Exercise aim:
Using the material that follows, identify and copy each line with the string "arched".

Given data:
======

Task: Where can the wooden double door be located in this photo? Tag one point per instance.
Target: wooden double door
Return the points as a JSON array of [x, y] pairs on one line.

======

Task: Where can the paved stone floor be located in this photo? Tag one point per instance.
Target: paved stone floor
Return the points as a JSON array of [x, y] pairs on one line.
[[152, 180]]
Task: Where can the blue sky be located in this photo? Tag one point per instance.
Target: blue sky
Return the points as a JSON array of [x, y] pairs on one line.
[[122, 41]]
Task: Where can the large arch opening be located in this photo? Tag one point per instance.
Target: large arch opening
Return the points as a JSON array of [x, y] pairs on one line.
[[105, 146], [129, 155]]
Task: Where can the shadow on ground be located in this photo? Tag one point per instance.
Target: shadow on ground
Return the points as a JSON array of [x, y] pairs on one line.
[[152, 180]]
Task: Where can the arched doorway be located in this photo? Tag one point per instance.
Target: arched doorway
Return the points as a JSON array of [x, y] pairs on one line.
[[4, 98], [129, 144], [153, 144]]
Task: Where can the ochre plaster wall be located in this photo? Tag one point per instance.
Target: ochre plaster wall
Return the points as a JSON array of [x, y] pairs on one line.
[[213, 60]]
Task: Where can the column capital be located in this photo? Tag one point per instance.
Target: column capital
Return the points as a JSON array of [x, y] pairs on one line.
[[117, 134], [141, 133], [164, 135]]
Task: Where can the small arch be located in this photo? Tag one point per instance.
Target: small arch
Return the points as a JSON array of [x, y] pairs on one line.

======

Solution for this problem:
Task: Where can the arched doorway be located in this photo? Tag one point per instance.
Target: arched doorway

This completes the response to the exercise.